:: PAGE EXTRACT
- Ashton in 1934
- Born: Helen Rosaline Ashton 18 October 1891 Kensington, London, England
- Died: 27 June 1958 (aged 66) Lechlade, Gloucestershire, England
- Other name: Helen Ashton
- Occupations: Writer, novelist and physician
- Years active: 1913-1958
- Spouse: Arthur Jordan
- Parents: Arthur Jacob Ashton (father); Emma Burnie (mother);

= Helen Ashton =

British writer (1891–1958)

Helen Rosaline Ashton Jordan (18 October 1891 – 27 June 1958) was a British novelist, literary biographer, and physician.

==Life==
Helen Rosaline Ashton was born in Kensington, London, the daughter of Emma Burnie and Arthur Jacob Ashton, KC, Recorder of Manchester. Her brother was Sir Leigh Ashton, director of the Victoria and Albert Museum.
::::
:: DATA EXTRACTS
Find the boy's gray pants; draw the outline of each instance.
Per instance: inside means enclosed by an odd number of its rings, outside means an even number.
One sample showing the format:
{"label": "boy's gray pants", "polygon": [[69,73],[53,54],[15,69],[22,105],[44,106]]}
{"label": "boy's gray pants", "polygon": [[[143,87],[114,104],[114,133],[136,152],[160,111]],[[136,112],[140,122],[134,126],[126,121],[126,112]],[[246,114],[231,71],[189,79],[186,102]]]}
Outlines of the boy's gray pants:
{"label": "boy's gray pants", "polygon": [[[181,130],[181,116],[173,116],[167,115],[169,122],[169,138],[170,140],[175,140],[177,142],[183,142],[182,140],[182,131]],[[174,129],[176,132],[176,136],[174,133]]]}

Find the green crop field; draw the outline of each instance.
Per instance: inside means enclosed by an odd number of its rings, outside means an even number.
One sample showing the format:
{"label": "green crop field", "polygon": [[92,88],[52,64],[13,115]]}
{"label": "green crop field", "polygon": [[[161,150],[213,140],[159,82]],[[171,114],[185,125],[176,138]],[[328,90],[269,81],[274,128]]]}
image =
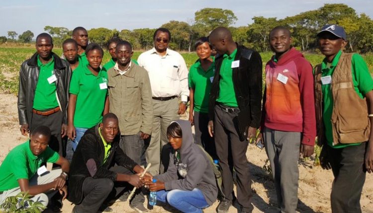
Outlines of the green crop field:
::::
:: DATA EXTRACTS
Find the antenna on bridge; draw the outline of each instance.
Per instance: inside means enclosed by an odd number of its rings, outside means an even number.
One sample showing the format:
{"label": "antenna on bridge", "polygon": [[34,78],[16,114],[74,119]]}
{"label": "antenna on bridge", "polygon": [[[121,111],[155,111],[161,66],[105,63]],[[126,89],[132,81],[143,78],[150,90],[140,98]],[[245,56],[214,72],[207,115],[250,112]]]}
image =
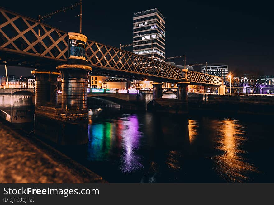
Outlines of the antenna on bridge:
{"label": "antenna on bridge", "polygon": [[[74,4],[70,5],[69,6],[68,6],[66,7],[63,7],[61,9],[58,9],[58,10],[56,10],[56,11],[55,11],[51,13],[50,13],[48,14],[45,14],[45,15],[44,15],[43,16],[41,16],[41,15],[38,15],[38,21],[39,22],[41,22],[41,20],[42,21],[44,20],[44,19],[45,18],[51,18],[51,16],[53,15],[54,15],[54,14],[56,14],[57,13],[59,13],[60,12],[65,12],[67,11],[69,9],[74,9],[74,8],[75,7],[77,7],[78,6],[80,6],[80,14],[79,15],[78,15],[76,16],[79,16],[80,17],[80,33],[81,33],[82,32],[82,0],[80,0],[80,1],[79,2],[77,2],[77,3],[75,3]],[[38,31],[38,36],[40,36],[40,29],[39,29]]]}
::::
• ACTIVITY LIST
1. Could you duplicate the part of the Helen Ashton biography from "- Ashton in" up to and including "British writer (1891–1958)"?
2. Can you go on with the Helen Ashton biography from where it stops?
The rows can be ignored.

• ANSWERS PER TASK
1.
- Ashton in 1934
- Born: Helen Rosaline Ashton 18 October 1891 Kensington, London, England
- Died: 27 June 1958 (aged 66) Lechlade, Gloucestershire, England
- Other name: Helen Ashton
- Occupations: Writer, novelist and physician
- Years active: 1913-1958
- Spouse: Arthur Jordan
- Parents: Arthur Jacob Ashton (father); Emma Burnie (mother);

= Helen Ashton =

British writer (1891–1958)

2.
She published her first novel in 1913, Pierrot in Town. During World War I, she nursed as a VAD, and over the course of the war she published two more novels.

After the war, Ashton studied medicine, qualifying from the London Hospital in 1921 and graduating M.B., B.S. in 1922. She was then a house physician at Great Ormond Street Hospital until she married Arthur Jordan, a barrister, in 1927. After her marriage, Ashton retired from medicine but continued to write.

Over forty-five years she published twenty-six books, which included a literary biography, I Had a Sister (written with her sister, Katharine Davies, in 1937 – a study of Mary Lamb, Dorothy Wordsworth, Caroline Herschel and Cassandra Austen), and several biographical novels, including William and Dorothy (1938) and Parson Austen's Daughter (1949). Her first major fictional success was Doctor Serocold (1930) in which she was able to draw upon her medical knowledge. Her other successful novels included Bricks and Mortar (1932), republished in 2004 by Persephone Books, and Yeoman's Hospital (1944), on which the 1951 film White Corridors was based.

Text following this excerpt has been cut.